# WHAT YOU NEED TO DO
**1.** Repeat word for word the stretch of the depression account from "My friend, Chazzy, slowly" through "drawn into the depression.".
**2.** Write what follows the last sentence of the personal account of depression given below.

# PAGE TEXT

--- START ---

I fell so deep into the depression. I was living with my grandparents and my mom about the time it it. I was a Junior in high school and we'd just moved back to Michigan from New Mexico. Now, I was happy when I lived in NM, very happy. But when I left, I slowly began to sink into a depressive manner. My family has a history of depression. My grandmother was Manic Depressive. And she did things that would make your head spin. She'd beat her children, she'd set the house on fire, and it really kind of scared me, but made me realize, after I got older, why my father didn't love her.

In my Junior year, I remember waking up in the middle of the night... my grandparents were in their room, and my mom was sleeping on the pull out bed in the couch. I crept into the kitchen and pulled open the knife drawer and stood there with a knife over my wrist. Fortunately a sound from the living room stopped me, otherwise I'm sure I would have slit my wrists. No one knew about it, not until the summer. I wrote a long letter to everyone of my friends, about 4 or 5 pages printed, telling everyone of how upset I was, that I wanted to kill myself because the depression was eatting at me.

My friend, Chazzy, slowly pulled me out of it with stories of his own, and I finally realized that I didn't have it that bad. But I still felt alone and upset. When I went to my Uncle's in the summer, I sent my mom the letter that I sent everyone else. I'd sent the letter earlier to my sister and begged her not to let Mom read it. I don't know why, but I didn't want to hurt my mother at the time. She read my letter and told me that I had so much going for me, that it wasn't the way to go. And I realized it yet I was till too upset, too drawn into the depression.

Junior year passed, it was a bad year. Senior year was a little better, but not by much. My cousin passed way around Thanksgiving and I ended up taking some days off of School because of it. She was my favorite Aunt and Uncle's daughter. Their first born. She was killed by a black man. I won't go into the details of the murder, because that's personal. But suffice to say, that sunk me into depression again. When my senior year was over and done with, I still felt empty. Alone in the world with my Mother. It was just my Mom and me for years, she was always my rock, but even if she was the only thing that was there, I still couldn't trust her.

--- END ---

# DATASET EXCERPT
--- START ---

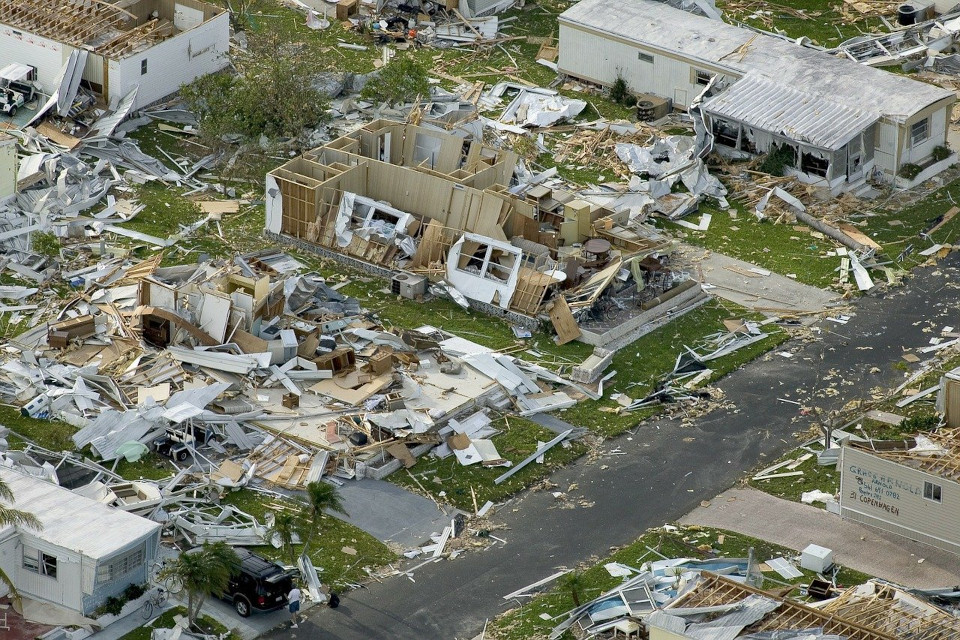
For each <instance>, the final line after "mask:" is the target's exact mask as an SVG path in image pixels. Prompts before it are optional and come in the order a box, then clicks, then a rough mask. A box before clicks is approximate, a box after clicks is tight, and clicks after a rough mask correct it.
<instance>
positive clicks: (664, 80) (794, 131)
mask: <svg viewBox="0 0 960 640" xmlns="http://www.w3.org/2000/svg"><path fill="white" fill-rule="evenodd" d="M558 65H559V69H560V71H561V72H562V73H565V74H567V75H570V76H573V77H576V78H580V79H583V80H586V81H589V82H592V83H596V84H600V85H603V86H610V85H612V84H613V82H614V81H615V80H616V79H617V77H622V78H623V79H624V80H625V81H626V83H627V85H628V87H629V88H630V90H631V91H633V92H636V93H645V94H652V95H657V96H662V97H665V98H669V99H670V100H672V101H673V106H674V107H676V108H683V109H685V108H688V107H689V106H690V105H691V103H693V101H694V100H695V99H697V98H698V97H700V98H702V105H701V109H702V112H703V114H704V117H705V121H706V124H707V125H708V126H709V127H710V129H711V131H712V132H713V134H714V137H715V142H716V144H717V145H718V146H719V147H722V148H725V149H726V150H728V151H731V152H737V153H743V154H758V153H766V152H769V151H771V150H772V149H773V148H774V146H777V147H783V148H784V149H786V150H787V151H788V153H789V155H791V157H792V158H791V159H792V161H793V173H795V174H797V175H798V177H800V178H801V179H803V180H806V181H808V182H811V183H816V184H821V185H825V186H829V187H830V188H831V190H833V191H834V192H839V191H843V190H848V189H851V188H854V187H856V186H858V185H860V184H862V183H863V181H864V180H865V179H866V178H869V177H871V176H875V177H880V178H885V179H887V180H892V179H893V178H894V177H895V176H896V175H898V173H899V171H900V168H901V167H902V166H903V165H904V164H906V163H913V164H917V165H923V164H925V163H929V162H932V157H933V152H934V149H935V148H936V147H938V146H943V145H946V135H947V127H948V122H949V118H950V111H951V107H952V105H953V103H954V102H955V101H956V95H955V94H954V92H953V91H948V90H946V89H943V88H941V87H937V86H934V85H931V84H928V83H924V82H918V81H915V80H911V79H910V78H905V77H903V76H900V75H896V74H892V73H888V72H885V71H881V70H878V69H874V68H871V67H867V66H865V65H860V64H857V63H855V62H853V61H851V60H848V59H846V58H837V57H834V56H831V55H829V54H827V53H824V52H822V51H818V50H815V49H810V48H807V47H803V46H801V45H799V44H797V43H795V42H792V41H790V40H786V39H781V38H777V37H774V36H770V35H766V34H763V33H758V32H755V31H751V30H749V29H745V28H742V27H737V26H734V25H729V24H726V23H723V22H721V21H718V20H712V19H709V18H706V17H703V16H698V15H694V14H692V13H689V12H686V11H683V10H680V9H675V8H673V7H671V6H669V5H667V4H665V3H663V2H657V1H656V0H580V2H578V3H576V4H575V5H573V6H572V7H571V8H570V9H568V10H567V11H565V12H564V13H562V14H561V15H560V58H559V61H558ZM711 81H713V86H712V87H711V93H710V95H706V94H705V93H704V90H705V89H707V85H708V84H710V83H711Z"/></svg>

--- END ---

# ANSWERS TO EACH TASK
**1.**
My friend, Chazzy, slowly pulled me out of it with stories of his own, and I finally realized that I didn't have it that bad. But I still felt alone and upset. When I went to my Uncle's in the summer, I sent my mom the letter that I sent everyone else. I'd sent the letter earlier to my sister and begged her not to let Mom read it. I don't know why, but I didn't want to hurt my mother at the time. She read my letter and told me that I had so much going for me, that it wasn't the way to go. And I realized it yet I was till too upset, too drawn into the depression.

**2.**
My trust in people has suddenly gone downhill. I can't trust anyone anymore. I just feel that everytime I trust someone, they leave me or betray me. Things got a little better though. My sister moved back in with us the summer of 2001. We stayed in Michigan until May 2002 then we moved here to Tennessee. Things were great for a while, I got to see my father and get to know him again. But just when you think things are going great, something happens. I have a job, just started a couple of weeks before, and the worst thing in the world happens. My father dies. On June 7th, 2002. My father is gone, forever. He died on my little brother's birthday to make it worse. I sunk even further into a depression. I never really knew my father, no one ever really did. He was a private man, but I was looking forward to years of getting to know him. Dreams of mine shattered the day he passed away. I don't want to get married, I don't want kids, because I'm afraid that I won't be able to be there for them people.

Re: Depression (cont) - [info]hmwsunshine02 on April 16th, 2004 09:32 pm (UTC) Expand
(Anonymous) on April 17th, 2004 10:00 am (UTC)
I don't think I've ever actually went through "real" depresion.. I know it's something serious that does not just go away after a while. But, I have had some really bad times. I've tried to kill myself but I couldn't.. the thought of the pain involved was too much. But I've come close. I've had a knife kept locked away in my room, I've brung up more than 10 bottles of pills.

Thank you for sharing this.
Moony: hand me down hero // me[info]christineedaae on July 15th, 2004 07:40 pm (UTC)
you completely rock making this! i've suffered from depression all my life and have tried to commit suicide several times. it's been a long road. i've been on medication (i'm coming off it now!), been to counseling . . . and basically been to hell and back.

now i enjoy speaking out about how widespread and devistating depression really is. it's my hope that by doing so i can help others so that they won't have to go through what i've dealt with. i especially want to help kids (maybe counseling) because i understand what it's like to be down and think it's the end of the world.

thank you for creating something which helps people stand up and be proud. keeping this subject taboo does nothing but contribute to the problem.

mucho props to you, hon'. by the by, you're welcome to add me to your friend's list if you'd like. i'd be quite honored to have you on mine.
大気光[info]taiki on July 17th, 2004 08:34 pm (UTC)
Classifying depression as a disease dehumanizes the whole thing.
(no subject) - [info]susiebeeca on July 19th, 2004 03:12 pm (UTC) Expand
(no subject) - [info]taiki on July 20th, 2004 01:10 am (UTC) Expand
(no subject) - [info]susiebeeca on July 20th, 2004 10:22 am (UTC) Expand
Stephanie: alone[info]spykedpixie on July 17th, 2004 10:58 pm (UTC)
It’s nice to know that there are so many people who actually understand depression, not many people do.
I know my story definitely isn’t the worse one out there. My home life hasn’t exactly been a bed of roses. My dad has done some unspeakable things to his kids, both in beatings and in other ways, and I didn’t understand for the longest time that his behavior wasn’t right. I wasn’t happy, but I wasn’t depressed, either, until I was 14. I guess it all piled up because I couldn’t take life anymore. I found that cutting and burning took the pain from inside to something that I could deal with; physical pain. Also found out that it’s addicting to make emotional pain into physical pain and it’s incredibly hard to stop lol. I asked to see a councilor because I hated feeling the way I was, but she didn’t listen, and neither did the 3 or 4 that came after her (the 5th one did). Everyone said that I was perfectly fine. They also said I wasn’t anorexic when I was 87 pounds at 18 and only ate a cracker or something like that a day, but that’s beside the point.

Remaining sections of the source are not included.